= CHALLENGE =
Gather every line of the records below that contains the word "faucet" and copy each one in full. Only matches with the same letter case count.

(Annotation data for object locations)
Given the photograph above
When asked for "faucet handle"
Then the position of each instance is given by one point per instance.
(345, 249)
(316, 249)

--

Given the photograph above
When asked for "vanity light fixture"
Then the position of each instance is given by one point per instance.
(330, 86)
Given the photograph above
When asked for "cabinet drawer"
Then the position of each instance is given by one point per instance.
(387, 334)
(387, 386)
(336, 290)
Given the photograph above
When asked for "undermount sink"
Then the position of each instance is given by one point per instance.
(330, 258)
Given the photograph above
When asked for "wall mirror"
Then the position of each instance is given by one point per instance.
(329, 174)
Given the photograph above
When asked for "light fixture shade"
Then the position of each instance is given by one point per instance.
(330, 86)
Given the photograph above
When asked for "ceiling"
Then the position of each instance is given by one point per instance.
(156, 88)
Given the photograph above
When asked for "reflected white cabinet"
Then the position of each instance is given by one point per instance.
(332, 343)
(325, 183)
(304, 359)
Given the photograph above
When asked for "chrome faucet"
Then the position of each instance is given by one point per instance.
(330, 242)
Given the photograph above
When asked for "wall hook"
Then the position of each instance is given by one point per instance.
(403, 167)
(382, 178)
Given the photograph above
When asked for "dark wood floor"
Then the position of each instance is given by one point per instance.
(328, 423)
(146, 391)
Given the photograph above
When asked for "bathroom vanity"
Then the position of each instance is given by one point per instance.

= REPLY =
When asked for "faucet handle"
When asked for "chrome faucet"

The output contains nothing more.